_GIVEN RECORDS_
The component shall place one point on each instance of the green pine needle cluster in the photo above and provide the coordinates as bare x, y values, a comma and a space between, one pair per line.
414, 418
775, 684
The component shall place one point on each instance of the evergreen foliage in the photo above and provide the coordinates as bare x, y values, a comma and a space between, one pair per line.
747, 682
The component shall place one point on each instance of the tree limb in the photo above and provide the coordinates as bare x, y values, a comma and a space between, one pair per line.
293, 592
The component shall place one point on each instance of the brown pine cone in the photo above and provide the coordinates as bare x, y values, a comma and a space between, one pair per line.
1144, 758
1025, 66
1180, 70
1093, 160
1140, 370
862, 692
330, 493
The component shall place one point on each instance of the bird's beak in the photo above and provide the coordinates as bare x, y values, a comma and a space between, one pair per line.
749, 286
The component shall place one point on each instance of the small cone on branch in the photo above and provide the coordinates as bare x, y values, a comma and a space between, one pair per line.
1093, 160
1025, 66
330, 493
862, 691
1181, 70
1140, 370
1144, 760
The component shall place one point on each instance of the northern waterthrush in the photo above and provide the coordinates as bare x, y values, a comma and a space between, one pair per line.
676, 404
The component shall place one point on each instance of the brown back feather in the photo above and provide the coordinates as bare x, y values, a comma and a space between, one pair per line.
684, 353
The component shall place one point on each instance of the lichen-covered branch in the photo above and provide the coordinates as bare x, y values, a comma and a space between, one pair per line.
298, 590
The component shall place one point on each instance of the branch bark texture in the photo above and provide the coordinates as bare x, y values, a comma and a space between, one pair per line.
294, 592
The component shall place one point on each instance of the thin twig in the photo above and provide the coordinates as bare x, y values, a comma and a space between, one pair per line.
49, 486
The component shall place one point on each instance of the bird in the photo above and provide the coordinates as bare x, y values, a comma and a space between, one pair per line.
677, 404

_EXERCISE DESCRIPTION_
Your answer should be the whole listing above, repeated exactly as it appears.

_TASK RESPONSE_
The component shall place one point on each instance of the green pine needle cluster in the photo above and provide the coordinates as bare x, y values, a comma and a space between, one pair per line.
414, 418
775, 684
The component shall place one point on each instance of the evergreen foliage in the photo above and provide the coordinates as bare x, y values, a comma and a space between, one pair per line.
747, 682
The component shall place one point on each instance of the tree limb in the photo above and provide the coordinates as bare x, y values, a comma and a space between, one pair per line.
293, 592
The component shall place one point on each instance of the brown pine cone in the photo above and provide the coordinates as bare x, y values, a comma and a space between, one pair per line.
1144, 758
1025, 66
1180, 70
1093, 160
1140, 370
862, 692
330, 493
The component shall place one point on each instance of the bird's beak in the photo above and provide the coordinates as bare x, y values, a comma and a space between, one pair per line.
749, 286
The component shall place one point on each instance of the small cone on branch in the photo above and provide the coordinates as bare x, y values, a comma and a space between, one pair per line.
1093, 160
1025, 66
330, 493
862, 691
1181, 70
1140, 370
1144, 760
The component shall place one point on each instance of the northern waterthrush in the photo above and provide the coordinates as bare x, y values, a comma and a space between, one pair per line.
676, 404
The component shall place one point on each instance of the brown back feather in the photo above and provide the coordinates as bare x, y values, a comma and a space between, one pair per line.
684, 353
The component shall place one point on each instance of the lichen-covered branch in the photo above and provide the coordinates as bare x, y values, a comma and a space between, one pair per line.
298, 590
The component shall place one point on each instance of the branch bark texture in the photo above and provide the coordinates as bare x, y values, a comma and a space between, one pair per line.
294, 592
The component shall place one point on each instance of the thin twig in the photo above and provide the coordinates as bare x, y values, a comma and a space between, one pair per line.
49, 486
The component shall place one point on each instance of the bird in the photo above and provide the coordinates as bare x, y values, a comma and a space between, one pair per line.
677, 404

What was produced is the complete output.